■ Exercise instructions: Find every line in the records below that contains "water", and copy it.

Given entries Block Start

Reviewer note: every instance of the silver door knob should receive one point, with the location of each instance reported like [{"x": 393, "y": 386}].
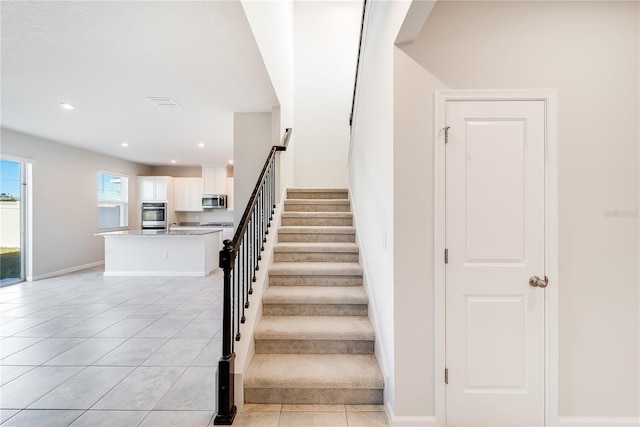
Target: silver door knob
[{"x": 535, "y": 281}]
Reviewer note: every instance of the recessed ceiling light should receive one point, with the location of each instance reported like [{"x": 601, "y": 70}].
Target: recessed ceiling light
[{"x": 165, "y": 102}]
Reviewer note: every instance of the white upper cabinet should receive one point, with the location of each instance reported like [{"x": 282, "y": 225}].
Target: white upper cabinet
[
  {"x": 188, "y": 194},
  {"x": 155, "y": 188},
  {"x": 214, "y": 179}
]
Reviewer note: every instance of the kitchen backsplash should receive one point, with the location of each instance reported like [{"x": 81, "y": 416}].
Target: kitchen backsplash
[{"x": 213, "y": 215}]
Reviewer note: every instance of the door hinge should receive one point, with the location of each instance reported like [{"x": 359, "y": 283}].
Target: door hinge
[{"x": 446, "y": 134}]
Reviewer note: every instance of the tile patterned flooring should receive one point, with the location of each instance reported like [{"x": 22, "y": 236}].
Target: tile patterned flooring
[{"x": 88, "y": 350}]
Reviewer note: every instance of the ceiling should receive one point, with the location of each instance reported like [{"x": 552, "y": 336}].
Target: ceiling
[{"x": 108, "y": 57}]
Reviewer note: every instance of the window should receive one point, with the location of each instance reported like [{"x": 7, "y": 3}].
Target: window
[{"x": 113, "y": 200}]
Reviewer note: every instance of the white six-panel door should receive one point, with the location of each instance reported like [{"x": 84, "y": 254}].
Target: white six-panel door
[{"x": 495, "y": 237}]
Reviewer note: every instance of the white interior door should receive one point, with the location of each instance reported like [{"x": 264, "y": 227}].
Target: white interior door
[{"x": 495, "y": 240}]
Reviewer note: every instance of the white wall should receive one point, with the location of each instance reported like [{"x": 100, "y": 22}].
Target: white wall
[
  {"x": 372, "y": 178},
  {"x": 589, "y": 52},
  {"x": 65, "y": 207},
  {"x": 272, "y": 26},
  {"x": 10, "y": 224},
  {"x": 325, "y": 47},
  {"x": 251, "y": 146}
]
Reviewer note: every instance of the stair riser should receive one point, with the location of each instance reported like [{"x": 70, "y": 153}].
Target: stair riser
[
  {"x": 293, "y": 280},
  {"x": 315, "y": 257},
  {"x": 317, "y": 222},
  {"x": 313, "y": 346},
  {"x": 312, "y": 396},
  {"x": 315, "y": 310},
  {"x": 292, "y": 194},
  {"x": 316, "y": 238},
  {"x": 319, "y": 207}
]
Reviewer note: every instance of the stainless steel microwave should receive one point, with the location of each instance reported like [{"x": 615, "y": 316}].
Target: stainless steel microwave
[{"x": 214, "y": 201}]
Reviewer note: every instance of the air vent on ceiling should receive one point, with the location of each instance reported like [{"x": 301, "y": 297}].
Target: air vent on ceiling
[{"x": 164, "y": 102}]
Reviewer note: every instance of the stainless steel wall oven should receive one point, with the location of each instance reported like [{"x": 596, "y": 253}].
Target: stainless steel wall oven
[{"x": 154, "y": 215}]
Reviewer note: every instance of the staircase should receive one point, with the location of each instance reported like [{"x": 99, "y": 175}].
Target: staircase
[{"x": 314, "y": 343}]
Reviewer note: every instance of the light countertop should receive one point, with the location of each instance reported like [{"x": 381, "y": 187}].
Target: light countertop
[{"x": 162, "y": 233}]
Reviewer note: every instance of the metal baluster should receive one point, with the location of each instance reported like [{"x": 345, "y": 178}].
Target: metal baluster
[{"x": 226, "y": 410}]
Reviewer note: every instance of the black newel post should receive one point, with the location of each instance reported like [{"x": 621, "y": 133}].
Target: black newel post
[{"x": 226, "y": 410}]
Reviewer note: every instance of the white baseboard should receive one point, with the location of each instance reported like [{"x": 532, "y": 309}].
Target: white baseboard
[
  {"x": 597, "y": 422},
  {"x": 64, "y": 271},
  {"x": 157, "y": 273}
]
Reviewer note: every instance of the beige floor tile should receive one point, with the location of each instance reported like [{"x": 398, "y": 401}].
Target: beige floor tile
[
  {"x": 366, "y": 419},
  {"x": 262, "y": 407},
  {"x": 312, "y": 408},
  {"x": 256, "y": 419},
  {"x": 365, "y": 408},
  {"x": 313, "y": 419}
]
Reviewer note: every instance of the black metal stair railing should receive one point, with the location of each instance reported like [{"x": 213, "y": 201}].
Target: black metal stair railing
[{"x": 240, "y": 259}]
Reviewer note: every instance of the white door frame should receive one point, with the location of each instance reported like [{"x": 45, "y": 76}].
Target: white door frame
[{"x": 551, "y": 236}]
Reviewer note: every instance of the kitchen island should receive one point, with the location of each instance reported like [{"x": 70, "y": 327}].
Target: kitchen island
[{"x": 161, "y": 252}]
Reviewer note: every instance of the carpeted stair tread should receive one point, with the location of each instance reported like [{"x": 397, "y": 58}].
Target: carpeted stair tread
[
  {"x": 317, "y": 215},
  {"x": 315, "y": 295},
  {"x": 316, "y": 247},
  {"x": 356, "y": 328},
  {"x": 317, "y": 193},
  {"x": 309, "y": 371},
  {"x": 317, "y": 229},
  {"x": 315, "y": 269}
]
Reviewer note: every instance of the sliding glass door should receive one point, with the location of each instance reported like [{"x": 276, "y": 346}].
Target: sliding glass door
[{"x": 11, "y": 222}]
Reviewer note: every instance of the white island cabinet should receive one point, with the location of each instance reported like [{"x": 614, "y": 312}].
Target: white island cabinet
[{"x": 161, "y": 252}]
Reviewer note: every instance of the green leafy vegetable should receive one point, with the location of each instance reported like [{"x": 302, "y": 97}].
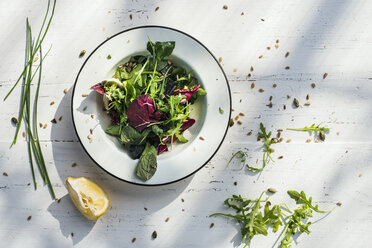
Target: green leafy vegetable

Given entries Block End
Given entries Block Start

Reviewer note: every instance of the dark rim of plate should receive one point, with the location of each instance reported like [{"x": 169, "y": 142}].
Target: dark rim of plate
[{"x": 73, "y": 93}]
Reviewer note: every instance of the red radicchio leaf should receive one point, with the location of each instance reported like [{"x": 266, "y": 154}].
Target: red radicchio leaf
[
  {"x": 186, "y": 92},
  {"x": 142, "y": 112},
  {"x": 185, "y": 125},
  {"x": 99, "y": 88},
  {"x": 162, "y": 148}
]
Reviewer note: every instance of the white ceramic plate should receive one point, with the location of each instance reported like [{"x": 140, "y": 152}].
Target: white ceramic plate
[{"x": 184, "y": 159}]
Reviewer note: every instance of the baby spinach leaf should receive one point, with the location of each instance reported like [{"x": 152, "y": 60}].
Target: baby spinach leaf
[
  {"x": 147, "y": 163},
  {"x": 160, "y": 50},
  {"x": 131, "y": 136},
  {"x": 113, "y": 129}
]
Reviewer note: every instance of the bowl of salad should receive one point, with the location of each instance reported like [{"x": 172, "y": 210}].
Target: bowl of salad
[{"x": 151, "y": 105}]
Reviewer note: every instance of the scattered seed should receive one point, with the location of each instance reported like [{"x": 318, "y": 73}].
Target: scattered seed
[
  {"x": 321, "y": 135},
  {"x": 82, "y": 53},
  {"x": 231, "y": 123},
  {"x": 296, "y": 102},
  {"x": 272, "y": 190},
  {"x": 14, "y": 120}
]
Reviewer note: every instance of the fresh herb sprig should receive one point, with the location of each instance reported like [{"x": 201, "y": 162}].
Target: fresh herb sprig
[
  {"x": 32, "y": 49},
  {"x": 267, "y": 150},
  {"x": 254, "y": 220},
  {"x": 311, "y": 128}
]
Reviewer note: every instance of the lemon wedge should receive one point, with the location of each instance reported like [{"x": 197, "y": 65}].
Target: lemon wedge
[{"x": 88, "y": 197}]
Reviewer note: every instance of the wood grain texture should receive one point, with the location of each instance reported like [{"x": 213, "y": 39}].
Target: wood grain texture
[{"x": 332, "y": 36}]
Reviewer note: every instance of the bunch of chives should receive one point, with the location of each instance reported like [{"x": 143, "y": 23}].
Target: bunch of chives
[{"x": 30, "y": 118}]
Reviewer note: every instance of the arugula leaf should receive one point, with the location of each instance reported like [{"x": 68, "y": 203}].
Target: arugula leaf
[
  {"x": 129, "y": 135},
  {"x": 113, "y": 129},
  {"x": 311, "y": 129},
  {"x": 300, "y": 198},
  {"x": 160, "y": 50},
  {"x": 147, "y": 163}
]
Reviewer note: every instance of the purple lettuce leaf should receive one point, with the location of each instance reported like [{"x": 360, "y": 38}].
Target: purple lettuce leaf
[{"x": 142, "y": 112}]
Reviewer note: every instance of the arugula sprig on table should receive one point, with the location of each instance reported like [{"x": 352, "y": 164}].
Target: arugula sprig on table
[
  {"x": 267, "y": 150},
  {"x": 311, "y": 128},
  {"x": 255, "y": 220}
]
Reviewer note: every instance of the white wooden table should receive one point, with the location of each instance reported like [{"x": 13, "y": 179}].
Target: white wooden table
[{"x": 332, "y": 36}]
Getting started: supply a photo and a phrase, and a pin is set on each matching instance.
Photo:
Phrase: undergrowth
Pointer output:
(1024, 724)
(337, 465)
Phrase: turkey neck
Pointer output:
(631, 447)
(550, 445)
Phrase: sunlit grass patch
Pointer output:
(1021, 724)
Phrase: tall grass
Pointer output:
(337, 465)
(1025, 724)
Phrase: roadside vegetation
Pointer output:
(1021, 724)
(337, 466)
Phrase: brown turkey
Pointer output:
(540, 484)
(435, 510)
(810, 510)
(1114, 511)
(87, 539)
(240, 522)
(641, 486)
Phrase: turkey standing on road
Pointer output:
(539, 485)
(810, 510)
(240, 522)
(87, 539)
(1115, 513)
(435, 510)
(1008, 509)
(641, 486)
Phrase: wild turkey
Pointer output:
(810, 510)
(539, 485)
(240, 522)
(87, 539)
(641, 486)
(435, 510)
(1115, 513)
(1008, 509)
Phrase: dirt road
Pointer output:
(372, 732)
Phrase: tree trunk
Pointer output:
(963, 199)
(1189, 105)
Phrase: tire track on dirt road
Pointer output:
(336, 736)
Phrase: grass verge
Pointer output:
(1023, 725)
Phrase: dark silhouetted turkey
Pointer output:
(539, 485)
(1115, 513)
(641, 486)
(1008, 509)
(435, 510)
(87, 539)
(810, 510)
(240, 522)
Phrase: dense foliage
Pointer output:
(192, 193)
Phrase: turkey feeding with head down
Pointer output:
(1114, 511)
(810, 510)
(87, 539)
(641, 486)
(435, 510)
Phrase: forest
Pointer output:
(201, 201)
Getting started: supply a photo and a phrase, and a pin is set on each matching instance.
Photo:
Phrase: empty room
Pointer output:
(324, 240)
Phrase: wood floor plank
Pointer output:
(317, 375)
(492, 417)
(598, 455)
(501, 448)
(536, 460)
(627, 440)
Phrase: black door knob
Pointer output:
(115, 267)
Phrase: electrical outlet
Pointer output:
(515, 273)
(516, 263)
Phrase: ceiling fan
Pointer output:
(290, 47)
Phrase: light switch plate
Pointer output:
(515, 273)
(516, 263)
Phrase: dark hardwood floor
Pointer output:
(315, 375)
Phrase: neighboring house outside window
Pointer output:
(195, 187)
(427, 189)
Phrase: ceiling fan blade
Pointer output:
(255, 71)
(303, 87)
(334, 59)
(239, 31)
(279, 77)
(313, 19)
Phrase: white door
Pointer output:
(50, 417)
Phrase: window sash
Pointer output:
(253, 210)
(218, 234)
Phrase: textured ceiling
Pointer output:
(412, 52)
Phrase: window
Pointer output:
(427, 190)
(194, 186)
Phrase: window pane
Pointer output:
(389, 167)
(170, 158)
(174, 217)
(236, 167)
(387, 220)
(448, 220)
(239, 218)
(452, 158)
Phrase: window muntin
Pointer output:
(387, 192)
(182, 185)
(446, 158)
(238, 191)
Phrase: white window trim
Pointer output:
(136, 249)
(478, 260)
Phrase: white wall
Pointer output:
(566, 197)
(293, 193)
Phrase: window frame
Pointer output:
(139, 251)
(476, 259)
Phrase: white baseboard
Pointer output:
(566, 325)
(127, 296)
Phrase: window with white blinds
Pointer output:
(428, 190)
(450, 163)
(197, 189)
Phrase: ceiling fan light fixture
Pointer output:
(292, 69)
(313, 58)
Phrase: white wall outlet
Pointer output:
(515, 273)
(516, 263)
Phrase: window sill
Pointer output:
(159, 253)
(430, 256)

Given entries Block End
Given entries Block Start

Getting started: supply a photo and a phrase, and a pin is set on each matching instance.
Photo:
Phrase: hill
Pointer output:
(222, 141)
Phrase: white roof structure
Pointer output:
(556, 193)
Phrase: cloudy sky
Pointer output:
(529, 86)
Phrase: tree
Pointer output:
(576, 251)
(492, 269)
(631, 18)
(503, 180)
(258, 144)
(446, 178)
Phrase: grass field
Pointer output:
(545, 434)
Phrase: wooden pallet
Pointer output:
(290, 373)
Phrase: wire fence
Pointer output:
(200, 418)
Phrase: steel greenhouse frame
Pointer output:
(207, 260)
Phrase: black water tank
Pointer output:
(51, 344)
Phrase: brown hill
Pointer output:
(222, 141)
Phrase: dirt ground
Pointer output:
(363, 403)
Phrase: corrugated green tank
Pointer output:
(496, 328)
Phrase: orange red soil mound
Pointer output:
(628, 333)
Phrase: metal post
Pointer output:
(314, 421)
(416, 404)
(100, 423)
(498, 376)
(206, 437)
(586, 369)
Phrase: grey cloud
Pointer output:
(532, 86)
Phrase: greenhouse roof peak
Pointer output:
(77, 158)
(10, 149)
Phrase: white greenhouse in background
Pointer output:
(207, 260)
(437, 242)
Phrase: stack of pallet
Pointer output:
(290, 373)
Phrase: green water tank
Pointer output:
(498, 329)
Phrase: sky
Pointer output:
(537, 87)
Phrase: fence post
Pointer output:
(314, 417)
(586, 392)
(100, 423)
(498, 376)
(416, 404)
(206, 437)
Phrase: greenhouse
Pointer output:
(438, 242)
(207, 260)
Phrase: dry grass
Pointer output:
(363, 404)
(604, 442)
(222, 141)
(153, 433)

Given entries Block End

■ Task result:
Phrase: black water tank
Phrase: green water tank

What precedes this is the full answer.